Problem
The entries below must be transcribed exactly. Leave nothing out.

***** Available data *****

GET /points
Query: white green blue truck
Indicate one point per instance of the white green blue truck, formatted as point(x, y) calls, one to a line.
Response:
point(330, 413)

*****

Solution to the problem
GET /points
Query: white green blue truck
Indicate one point per instance of the white green blue truck, formatted as point(x, y) calls, one to a line.
Response:
point(330, 413)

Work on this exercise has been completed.